ELENCO DELLE ATTIVITÀ.
1 – Riassumi in due frasi il testo sull'operazione Kangei Maru.
2 – Nel testo sull'operazione Kangei Maru, quanto costa la nuova nave fabbrica giapponese?
3 – Trascrivi dal testo sull'operazione Kangei Maru il passo che comincia con "L’operazione Kangei Maru" e termina con "Watson Foundation (CPWF).".

TESTO ESTRATTO.
*****
L’operazione Kangei Maru
“Con una nuovissima nave fabbrica a lungo raggio da 50 milioni di dollari, il Giappone non avrà probabilmente bisogno di importare carne di balena dall’Islanda in futuro. La nuova nave fabbrica giapponese, la Kangei Maru, non può essere autorizzata a tornare alla caccia alle balenein mare aperto”, sono le parole di Locky MacLean, direttore delle operazioni navali della Captain Paul Watson Foundation (CPWF).
Cosi la CPWF descriveva quest’operazione bruscamente interrotta, “la nostra missione è trovare, bloccare e fermare il mostro più grande e spietatamente feroce dell’oceano. È una missione che richiederà grande coraggio perché ci troveremo di fronte a qualcosa di molto più grande e potente di noi, un nemico omicida privo di compassione ed empatia, determinato a distruggere gli esseri senzienti più intelligenti e consapevoli del mare”.
*****
(Voci del contorno delle regioni)
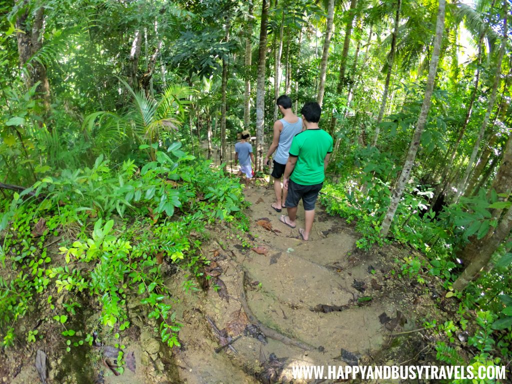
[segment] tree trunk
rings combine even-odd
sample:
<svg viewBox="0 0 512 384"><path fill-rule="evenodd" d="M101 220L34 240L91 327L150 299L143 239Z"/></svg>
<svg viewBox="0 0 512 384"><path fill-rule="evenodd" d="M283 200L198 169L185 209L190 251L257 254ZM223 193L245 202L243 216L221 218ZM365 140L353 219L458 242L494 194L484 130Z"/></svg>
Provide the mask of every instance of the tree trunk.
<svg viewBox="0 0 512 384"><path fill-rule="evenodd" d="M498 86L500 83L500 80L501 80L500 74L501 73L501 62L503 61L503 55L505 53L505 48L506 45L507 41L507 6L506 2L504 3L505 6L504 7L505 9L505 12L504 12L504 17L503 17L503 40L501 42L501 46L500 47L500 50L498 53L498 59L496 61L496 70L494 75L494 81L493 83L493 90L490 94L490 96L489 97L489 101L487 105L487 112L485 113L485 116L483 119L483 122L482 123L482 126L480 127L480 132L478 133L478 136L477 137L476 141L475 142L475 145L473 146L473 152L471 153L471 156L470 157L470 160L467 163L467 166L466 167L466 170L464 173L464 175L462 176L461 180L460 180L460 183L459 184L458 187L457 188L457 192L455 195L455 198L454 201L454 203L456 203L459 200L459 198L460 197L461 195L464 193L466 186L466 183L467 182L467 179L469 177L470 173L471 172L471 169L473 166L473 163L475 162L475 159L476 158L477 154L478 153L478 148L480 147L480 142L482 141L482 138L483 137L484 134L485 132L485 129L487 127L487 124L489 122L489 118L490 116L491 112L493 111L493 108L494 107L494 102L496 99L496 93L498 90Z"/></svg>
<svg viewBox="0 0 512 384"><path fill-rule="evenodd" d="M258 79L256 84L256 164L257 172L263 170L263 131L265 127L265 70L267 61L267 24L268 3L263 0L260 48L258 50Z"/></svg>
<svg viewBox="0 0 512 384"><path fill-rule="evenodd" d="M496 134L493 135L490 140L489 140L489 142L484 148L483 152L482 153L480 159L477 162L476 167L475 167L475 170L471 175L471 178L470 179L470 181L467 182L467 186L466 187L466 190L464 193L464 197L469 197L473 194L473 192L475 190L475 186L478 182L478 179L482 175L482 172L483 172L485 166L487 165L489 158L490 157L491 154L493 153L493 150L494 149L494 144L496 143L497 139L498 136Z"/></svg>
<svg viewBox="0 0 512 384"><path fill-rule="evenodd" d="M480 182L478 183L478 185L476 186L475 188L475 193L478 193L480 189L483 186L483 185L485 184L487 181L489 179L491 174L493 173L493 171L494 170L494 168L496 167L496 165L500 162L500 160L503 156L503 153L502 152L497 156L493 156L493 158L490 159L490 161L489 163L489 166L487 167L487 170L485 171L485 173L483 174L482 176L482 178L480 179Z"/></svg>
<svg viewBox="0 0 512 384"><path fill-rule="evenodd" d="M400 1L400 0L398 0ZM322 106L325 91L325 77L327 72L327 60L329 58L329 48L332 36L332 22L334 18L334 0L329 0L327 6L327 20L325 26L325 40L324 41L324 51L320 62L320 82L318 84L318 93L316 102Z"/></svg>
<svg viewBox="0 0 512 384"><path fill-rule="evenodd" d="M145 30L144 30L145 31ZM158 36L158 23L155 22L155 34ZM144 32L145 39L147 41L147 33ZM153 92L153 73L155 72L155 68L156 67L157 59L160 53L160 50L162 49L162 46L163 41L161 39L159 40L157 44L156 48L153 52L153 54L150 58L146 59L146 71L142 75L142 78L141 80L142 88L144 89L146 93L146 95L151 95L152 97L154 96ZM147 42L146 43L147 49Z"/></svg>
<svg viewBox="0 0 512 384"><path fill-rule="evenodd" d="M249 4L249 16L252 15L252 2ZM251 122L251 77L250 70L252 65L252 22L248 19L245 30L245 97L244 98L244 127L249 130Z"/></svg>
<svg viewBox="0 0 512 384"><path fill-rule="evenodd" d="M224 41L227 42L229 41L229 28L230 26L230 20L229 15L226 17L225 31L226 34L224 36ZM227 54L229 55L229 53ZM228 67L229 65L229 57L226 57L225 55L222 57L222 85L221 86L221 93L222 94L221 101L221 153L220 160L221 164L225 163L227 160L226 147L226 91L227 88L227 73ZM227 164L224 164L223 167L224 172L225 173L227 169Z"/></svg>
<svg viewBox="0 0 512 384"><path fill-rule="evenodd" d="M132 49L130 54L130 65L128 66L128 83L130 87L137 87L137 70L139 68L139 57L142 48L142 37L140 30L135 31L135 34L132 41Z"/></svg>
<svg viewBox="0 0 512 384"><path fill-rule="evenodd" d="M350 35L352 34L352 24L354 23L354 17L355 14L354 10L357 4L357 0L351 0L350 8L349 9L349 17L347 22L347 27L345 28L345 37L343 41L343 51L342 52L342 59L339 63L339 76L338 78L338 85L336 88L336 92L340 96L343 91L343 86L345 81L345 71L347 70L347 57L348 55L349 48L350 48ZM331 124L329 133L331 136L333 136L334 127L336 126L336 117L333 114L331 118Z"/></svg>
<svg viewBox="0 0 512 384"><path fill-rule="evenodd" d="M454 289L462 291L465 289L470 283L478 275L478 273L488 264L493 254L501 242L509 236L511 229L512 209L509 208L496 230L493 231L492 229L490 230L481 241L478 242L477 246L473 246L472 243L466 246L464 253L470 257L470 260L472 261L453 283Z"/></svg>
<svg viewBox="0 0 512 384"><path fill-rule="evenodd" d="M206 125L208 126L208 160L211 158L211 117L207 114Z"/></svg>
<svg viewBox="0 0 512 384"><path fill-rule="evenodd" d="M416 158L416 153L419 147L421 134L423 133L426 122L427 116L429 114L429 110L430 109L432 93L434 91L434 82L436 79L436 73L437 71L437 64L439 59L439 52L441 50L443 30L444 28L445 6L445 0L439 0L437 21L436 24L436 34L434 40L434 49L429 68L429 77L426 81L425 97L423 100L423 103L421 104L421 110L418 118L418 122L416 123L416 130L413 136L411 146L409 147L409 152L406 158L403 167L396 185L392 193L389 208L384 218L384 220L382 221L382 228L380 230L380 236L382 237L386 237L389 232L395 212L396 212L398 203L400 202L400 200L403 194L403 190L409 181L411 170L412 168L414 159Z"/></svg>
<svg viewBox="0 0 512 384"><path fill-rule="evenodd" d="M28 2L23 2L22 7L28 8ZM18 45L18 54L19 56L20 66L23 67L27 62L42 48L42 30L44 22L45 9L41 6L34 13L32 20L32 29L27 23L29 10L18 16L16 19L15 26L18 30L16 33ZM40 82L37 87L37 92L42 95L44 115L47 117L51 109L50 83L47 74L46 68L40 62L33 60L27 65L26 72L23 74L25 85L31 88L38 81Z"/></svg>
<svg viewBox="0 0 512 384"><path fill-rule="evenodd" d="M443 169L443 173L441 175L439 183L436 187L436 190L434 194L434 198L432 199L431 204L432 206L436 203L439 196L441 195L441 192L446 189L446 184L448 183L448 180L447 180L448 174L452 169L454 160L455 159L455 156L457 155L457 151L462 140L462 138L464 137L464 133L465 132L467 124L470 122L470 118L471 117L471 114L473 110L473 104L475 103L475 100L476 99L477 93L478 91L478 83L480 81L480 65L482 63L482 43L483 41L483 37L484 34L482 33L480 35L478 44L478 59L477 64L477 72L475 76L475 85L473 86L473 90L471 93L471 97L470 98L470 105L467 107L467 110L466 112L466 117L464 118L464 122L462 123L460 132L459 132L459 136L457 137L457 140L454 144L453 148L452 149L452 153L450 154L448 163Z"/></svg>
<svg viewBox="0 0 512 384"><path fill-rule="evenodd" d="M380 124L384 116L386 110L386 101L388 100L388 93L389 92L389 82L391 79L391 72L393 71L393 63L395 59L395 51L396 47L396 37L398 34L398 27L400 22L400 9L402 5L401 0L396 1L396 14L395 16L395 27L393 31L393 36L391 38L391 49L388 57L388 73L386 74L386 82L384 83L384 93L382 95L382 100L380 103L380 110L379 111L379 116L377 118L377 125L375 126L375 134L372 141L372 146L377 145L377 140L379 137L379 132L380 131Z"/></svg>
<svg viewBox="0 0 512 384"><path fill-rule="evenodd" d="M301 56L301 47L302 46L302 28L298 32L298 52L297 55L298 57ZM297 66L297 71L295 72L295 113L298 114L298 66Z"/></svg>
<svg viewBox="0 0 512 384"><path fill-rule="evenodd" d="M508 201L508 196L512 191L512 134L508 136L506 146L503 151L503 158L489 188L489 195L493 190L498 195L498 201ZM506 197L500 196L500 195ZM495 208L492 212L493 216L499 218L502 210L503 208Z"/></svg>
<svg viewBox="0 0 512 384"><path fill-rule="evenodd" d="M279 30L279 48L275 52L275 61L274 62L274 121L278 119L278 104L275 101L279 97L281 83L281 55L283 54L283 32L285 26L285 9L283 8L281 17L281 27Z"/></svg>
*****
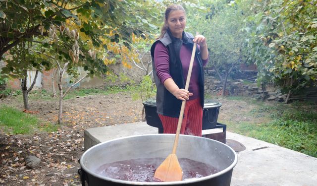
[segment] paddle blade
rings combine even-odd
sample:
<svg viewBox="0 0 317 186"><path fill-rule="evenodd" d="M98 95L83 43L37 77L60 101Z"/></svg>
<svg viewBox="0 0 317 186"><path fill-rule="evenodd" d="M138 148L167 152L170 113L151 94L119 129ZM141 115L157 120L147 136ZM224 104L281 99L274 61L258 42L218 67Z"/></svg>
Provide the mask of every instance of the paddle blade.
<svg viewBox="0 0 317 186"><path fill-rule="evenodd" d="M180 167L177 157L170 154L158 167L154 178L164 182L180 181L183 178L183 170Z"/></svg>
*****
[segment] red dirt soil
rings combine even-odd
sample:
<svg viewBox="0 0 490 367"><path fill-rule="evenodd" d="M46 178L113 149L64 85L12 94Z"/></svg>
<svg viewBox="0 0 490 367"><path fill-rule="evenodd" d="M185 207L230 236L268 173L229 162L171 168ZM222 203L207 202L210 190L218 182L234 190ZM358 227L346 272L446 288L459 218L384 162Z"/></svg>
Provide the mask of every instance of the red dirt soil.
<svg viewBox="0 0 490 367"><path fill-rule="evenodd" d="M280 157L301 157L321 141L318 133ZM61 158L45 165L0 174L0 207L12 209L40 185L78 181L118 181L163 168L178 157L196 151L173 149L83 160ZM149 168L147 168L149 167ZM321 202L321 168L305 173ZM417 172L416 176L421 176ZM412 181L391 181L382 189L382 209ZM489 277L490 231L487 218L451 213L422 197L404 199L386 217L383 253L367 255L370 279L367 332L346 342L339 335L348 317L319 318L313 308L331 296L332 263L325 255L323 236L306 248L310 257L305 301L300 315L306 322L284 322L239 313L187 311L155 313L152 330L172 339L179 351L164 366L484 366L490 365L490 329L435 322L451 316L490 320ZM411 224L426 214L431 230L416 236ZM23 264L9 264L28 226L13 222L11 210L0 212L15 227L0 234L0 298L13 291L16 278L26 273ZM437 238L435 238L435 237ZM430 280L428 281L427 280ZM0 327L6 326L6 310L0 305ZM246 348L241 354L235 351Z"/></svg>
*****
RISPOSTE PER ATTIVITÀ.
1 – Secondo Locky MacLean, direttore delle operazioni navali della Captain Paul Watson Foundation (CPWF), grazie alla nuova nave fabbrica Kangei Maru da 50 milioni di dollari il Giappone probabilmente non avrà più bisogno di importare carne di balena dall'Islanda, e alla nave non si può permettere di tornare alla caccia in mare aperto. La CPWF descriveva questa operazione, poi bruscamente interrotta, come la missione di trovare, bloccare e fermare il mostro più grande e feroce dell'oceano, un nemico molto più grande e potente di loro.

2 – 50 milioni di dollari.

3 –
L’operazione Kangei Maru
“Con una nuovissima nave fabbrica a lungo raggio da 50 milioni di dollari, il Giappone non avrà probabilmente bisogno di importare carne di balena dall’Islanda in futuro. La nuova nave fabbrica giapponese, la Kangei Maru, non può essere autorizzata a tornare alla caccia alle balenein mare aperto”, sono le parole di Locky MacLean, direttore delle operazioni navali della Captain Paul Watson Foundation (CPWF).